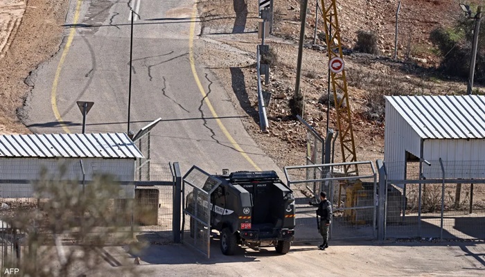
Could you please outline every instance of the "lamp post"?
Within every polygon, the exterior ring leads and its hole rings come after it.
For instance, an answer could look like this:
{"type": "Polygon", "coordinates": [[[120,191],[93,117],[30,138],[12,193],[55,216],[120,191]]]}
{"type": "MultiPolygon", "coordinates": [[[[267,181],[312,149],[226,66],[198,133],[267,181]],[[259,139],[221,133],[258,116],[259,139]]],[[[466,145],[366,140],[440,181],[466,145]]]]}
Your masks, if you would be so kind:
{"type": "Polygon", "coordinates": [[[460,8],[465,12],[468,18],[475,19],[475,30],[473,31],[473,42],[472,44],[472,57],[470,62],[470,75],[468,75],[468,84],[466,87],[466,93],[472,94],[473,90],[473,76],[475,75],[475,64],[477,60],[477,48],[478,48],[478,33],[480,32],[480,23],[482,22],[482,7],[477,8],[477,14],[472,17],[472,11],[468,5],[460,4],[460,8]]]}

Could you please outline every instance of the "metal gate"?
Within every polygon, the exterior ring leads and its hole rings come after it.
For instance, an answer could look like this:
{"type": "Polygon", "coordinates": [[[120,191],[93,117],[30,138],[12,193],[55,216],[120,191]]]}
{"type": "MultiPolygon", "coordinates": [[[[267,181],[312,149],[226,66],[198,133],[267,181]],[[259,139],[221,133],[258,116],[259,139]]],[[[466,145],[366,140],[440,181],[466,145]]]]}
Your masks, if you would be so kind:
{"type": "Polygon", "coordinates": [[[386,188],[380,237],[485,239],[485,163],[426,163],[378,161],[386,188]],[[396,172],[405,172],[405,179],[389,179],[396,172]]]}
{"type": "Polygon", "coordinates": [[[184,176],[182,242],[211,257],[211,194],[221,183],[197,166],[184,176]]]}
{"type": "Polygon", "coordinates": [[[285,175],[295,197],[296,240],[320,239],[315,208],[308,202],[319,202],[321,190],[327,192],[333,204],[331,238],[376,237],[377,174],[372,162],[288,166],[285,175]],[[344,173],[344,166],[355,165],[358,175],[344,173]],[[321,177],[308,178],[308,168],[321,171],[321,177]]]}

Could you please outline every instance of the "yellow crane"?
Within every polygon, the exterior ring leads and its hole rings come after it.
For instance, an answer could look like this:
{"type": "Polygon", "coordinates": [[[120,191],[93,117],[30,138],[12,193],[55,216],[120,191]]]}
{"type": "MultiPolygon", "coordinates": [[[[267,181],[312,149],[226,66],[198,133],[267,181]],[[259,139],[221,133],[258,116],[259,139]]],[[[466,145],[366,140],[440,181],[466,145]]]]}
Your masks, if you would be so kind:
* * *
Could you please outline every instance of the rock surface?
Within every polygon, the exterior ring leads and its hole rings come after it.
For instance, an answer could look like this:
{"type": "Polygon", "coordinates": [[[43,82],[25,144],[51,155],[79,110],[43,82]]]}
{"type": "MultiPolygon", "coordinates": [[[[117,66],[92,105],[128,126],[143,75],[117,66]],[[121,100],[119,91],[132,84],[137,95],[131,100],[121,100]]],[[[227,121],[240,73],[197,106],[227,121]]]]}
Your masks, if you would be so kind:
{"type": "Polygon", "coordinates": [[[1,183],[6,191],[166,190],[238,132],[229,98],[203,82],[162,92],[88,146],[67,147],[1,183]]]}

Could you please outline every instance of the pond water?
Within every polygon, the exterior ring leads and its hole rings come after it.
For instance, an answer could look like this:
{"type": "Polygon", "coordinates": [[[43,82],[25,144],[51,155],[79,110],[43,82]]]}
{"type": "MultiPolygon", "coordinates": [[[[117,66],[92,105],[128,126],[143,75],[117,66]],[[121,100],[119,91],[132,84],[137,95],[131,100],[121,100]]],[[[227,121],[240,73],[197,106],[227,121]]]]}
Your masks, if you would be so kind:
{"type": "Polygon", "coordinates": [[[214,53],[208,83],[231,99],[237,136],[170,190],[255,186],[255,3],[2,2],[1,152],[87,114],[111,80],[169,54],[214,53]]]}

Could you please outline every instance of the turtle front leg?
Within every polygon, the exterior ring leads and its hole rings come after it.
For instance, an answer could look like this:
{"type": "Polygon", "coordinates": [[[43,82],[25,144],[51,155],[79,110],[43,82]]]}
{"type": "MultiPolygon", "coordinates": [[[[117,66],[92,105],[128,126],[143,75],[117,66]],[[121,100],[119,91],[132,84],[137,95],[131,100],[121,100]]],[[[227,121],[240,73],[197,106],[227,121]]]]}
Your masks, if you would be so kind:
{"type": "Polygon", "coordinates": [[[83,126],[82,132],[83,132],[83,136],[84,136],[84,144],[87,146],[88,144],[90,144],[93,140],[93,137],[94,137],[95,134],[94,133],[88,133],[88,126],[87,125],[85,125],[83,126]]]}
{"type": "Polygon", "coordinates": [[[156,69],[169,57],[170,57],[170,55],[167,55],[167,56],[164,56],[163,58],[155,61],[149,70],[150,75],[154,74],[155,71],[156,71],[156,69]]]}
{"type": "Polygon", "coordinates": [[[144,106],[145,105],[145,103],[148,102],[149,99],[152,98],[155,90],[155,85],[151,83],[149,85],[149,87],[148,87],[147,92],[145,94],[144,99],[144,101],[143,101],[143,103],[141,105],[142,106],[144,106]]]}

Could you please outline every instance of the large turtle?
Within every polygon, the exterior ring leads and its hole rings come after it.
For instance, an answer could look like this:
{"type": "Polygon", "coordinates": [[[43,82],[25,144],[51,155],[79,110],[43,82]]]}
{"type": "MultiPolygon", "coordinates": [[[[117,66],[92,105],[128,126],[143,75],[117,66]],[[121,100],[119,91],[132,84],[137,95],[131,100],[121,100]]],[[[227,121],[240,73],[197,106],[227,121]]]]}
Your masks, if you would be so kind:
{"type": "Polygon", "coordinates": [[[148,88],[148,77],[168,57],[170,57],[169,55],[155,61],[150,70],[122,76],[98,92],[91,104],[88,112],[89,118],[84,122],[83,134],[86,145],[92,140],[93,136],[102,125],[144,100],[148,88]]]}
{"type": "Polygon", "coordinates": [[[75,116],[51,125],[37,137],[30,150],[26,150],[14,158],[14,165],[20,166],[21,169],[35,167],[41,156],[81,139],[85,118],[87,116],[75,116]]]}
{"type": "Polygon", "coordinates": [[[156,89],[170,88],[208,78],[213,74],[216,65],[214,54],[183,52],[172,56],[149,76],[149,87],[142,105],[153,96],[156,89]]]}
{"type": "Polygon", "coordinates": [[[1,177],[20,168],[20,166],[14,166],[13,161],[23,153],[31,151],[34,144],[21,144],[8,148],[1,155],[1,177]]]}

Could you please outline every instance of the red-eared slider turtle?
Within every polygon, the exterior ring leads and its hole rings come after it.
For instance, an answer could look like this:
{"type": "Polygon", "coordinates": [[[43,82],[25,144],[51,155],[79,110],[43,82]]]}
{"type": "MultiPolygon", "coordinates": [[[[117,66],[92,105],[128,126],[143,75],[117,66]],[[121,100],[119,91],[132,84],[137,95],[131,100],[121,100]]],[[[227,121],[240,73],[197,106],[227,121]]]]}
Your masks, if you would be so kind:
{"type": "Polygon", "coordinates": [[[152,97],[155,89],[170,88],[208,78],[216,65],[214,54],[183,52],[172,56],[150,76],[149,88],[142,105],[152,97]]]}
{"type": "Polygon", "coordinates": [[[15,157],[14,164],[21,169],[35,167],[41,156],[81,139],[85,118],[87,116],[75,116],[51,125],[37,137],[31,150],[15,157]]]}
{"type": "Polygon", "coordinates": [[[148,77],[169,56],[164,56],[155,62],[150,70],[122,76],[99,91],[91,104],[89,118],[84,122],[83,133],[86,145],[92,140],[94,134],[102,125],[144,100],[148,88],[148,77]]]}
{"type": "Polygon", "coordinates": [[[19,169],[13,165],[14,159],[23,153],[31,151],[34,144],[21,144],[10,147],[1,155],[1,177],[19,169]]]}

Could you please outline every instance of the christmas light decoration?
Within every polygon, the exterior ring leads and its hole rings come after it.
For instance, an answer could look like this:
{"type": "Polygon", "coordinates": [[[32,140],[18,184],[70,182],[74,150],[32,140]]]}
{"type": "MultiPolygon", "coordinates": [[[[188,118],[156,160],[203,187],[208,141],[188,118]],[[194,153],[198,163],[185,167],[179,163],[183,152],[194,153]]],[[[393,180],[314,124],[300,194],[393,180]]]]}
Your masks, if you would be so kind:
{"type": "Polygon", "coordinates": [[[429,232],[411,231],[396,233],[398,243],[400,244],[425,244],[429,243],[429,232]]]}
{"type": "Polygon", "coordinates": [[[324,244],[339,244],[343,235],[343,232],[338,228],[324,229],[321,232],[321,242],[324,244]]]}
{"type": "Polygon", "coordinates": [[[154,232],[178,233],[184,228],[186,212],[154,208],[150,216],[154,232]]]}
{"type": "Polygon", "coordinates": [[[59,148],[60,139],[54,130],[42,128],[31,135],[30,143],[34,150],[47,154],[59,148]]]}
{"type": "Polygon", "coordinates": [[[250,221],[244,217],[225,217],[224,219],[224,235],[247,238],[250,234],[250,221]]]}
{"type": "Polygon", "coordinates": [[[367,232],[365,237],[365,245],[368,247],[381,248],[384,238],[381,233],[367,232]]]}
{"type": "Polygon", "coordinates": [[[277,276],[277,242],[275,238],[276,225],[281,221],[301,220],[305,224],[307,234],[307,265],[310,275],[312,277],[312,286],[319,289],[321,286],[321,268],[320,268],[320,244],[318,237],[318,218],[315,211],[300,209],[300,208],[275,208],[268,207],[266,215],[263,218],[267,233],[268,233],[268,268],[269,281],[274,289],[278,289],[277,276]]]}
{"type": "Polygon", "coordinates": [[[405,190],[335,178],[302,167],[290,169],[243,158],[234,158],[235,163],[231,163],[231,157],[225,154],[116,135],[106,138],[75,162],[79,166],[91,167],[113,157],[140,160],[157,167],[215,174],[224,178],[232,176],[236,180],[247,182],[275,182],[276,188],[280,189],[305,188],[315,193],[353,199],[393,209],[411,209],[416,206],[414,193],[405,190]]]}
==
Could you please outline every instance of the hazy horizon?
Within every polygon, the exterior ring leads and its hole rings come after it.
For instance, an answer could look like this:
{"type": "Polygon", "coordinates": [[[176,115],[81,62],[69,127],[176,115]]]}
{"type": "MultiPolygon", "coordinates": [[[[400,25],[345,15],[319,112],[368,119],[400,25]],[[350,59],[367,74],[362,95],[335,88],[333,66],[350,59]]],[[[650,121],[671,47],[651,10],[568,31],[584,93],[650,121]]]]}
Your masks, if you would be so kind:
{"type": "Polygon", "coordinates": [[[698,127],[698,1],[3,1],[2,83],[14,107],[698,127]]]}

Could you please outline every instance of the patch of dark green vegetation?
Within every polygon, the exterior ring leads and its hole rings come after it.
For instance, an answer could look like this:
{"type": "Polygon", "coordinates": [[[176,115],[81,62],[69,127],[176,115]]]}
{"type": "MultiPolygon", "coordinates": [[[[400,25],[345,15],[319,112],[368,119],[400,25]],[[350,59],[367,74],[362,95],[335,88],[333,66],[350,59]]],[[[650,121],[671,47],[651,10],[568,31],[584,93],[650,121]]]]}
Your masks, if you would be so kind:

*Task requirements*. Collect every line of the records above that contains the word "turtle", and copy each one out. Case counts.

*Output below*.
Could you please outline every instance of the turtle front leg?
Could you please outline every instance of the large turtle?
Could you please outline every instance of the red-eared slider turtle?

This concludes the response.